[Information given]

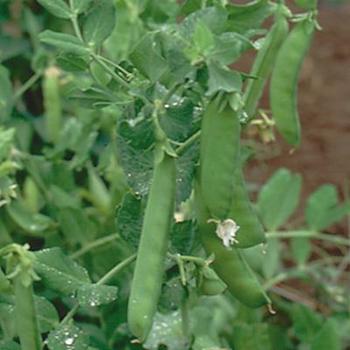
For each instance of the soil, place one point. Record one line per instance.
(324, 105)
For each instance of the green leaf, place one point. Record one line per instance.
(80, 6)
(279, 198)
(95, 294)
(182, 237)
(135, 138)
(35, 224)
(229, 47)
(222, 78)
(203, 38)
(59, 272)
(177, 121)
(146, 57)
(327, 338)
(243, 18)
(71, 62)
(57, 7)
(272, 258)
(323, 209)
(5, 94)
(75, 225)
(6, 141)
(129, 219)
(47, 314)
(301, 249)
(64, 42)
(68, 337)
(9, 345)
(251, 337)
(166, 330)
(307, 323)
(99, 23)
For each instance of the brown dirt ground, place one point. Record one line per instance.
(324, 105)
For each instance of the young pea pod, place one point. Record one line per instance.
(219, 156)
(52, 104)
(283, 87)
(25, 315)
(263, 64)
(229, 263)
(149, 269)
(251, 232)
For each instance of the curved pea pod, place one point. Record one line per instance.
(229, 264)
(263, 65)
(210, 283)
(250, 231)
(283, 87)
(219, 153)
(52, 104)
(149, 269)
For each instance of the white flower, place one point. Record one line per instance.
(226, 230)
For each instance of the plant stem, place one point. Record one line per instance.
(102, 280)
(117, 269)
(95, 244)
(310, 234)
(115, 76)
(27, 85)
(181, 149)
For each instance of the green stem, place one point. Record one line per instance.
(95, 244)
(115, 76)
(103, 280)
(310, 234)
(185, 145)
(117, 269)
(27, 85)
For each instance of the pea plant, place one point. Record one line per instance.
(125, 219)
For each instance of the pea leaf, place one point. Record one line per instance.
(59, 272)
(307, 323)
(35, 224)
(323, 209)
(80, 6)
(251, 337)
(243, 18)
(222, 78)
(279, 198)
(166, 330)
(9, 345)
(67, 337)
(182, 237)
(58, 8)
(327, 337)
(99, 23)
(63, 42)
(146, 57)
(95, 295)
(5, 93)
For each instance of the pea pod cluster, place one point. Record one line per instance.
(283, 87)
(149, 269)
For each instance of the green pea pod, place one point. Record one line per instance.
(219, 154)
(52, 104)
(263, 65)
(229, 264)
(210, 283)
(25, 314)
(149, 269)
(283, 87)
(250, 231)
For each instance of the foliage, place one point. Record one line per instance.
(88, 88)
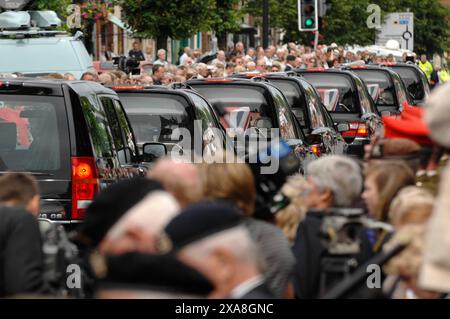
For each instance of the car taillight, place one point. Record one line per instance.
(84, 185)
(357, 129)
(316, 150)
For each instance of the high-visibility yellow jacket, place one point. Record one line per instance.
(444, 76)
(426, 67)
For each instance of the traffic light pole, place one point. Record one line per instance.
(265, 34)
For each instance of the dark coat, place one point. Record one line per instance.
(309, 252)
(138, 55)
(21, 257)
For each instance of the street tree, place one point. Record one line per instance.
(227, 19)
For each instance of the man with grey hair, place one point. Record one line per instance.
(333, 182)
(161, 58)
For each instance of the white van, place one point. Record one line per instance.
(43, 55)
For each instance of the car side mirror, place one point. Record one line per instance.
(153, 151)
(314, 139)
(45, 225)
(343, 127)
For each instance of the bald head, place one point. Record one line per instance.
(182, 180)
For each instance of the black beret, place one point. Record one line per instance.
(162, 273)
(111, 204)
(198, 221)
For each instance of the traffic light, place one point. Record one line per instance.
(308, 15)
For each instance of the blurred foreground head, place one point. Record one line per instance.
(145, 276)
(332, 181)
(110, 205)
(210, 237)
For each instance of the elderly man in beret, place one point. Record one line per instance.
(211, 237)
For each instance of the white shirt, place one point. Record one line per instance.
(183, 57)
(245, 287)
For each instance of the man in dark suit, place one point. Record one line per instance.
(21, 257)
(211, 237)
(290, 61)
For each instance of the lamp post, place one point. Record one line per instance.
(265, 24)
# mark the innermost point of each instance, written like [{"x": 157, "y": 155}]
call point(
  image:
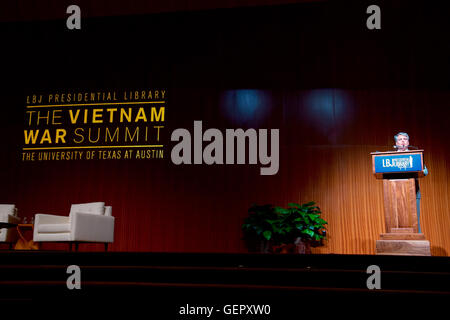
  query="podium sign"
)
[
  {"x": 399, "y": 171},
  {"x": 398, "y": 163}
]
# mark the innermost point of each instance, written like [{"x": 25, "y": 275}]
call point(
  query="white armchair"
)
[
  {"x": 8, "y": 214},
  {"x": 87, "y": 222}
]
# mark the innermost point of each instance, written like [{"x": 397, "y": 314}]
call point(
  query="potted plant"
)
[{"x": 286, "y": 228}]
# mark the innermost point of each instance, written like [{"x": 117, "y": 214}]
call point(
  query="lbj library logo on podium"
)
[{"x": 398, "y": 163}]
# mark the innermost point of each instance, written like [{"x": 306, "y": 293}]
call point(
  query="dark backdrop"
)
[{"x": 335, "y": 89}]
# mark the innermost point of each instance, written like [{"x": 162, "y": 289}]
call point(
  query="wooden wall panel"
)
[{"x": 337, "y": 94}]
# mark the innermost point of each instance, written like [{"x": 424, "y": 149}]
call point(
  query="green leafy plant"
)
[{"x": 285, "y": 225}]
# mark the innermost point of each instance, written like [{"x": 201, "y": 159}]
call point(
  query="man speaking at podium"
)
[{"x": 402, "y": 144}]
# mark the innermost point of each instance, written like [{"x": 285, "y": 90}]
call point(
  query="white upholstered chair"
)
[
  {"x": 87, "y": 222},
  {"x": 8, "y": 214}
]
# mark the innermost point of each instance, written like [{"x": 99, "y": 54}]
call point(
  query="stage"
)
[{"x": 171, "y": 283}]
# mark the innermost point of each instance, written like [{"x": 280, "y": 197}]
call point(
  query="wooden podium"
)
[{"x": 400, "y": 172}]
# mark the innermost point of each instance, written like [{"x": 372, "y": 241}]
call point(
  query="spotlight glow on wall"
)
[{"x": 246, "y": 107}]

[/Information given]
[Information given]

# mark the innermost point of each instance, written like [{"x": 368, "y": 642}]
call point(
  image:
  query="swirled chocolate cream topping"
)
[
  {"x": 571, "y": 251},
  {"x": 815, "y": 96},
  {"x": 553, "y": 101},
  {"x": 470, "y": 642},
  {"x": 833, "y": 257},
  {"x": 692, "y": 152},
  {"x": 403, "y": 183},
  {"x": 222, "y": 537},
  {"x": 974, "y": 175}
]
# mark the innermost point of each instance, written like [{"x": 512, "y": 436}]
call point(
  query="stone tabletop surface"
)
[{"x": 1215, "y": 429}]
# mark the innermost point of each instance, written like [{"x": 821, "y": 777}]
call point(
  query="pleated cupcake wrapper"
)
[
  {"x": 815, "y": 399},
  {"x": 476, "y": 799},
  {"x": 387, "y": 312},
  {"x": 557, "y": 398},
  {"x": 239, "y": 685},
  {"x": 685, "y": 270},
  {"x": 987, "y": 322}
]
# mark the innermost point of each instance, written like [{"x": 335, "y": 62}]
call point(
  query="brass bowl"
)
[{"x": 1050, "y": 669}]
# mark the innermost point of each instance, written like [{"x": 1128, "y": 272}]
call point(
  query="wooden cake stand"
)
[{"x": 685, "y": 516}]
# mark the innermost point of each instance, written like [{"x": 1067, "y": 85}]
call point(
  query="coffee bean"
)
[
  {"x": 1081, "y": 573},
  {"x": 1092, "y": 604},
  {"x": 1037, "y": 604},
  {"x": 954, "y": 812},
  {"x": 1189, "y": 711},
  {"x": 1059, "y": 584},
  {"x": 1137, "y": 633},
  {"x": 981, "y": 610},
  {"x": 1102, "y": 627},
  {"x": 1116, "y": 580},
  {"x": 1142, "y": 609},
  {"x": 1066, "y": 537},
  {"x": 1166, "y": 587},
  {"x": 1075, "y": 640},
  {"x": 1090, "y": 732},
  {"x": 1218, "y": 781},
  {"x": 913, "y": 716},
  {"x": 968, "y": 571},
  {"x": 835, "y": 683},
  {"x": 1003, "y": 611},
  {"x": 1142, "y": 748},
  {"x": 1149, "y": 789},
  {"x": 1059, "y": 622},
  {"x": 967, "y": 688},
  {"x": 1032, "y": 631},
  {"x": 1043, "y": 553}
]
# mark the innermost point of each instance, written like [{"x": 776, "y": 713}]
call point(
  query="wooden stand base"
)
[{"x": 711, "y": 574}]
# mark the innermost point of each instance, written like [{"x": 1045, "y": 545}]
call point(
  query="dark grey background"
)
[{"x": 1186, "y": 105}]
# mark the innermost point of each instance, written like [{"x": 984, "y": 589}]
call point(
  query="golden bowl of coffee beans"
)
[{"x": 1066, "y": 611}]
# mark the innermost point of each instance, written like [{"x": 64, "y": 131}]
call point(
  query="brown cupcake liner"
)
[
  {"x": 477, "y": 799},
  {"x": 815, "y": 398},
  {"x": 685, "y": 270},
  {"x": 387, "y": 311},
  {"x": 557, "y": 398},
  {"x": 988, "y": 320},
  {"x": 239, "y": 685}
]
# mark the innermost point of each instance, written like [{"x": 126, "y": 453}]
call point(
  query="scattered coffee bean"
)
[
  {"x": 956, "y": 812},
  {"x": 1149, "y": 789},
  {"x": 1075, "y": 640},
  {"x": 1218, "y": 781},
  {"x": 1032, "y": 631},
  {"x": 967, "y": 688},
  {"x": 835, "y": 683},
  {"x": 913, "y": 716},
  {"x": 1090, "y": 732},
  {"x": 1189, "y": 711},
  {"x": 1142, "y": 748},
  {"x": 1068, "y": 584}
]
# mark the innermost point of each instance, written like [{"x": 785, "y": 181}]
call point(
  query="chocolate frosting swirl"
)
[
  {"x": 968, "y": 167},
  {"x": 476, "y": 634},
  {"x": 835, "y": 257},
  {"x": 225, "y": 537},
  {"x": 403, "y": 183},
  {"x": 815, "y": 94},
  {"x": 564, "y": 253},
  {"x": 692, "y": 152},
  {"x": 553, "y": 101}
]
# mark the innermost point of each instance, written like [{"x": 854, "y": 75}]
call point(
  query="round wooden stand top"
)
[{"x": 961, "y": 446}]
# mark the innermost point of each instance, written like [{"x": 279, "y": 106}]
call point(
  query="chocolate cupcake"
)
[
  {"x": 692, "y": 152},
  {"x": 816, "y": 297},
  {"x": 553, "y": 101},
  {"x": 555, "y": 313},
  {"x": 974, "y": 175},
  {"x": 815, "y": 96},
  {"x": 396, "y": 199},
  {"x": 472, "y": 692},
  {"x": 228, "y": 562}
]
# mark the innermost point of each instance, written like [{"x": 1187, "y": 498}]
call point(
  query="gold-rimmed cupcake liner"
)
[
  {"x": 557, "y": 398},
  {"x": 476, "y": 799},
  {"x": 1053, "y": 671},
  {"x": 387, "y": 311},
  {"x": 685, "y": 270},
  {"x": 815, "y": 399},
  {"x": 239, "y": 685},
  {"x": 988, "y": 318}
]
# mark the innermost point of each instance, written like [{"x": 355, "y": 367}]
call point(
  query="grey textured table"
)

[/Information given]

— What is expected —
Read the listing. Report every line that includes the word "stand".

— Exercise output —
  query="wooden cake stand"
  query="wooden stand base"
  query="round wooden stand top"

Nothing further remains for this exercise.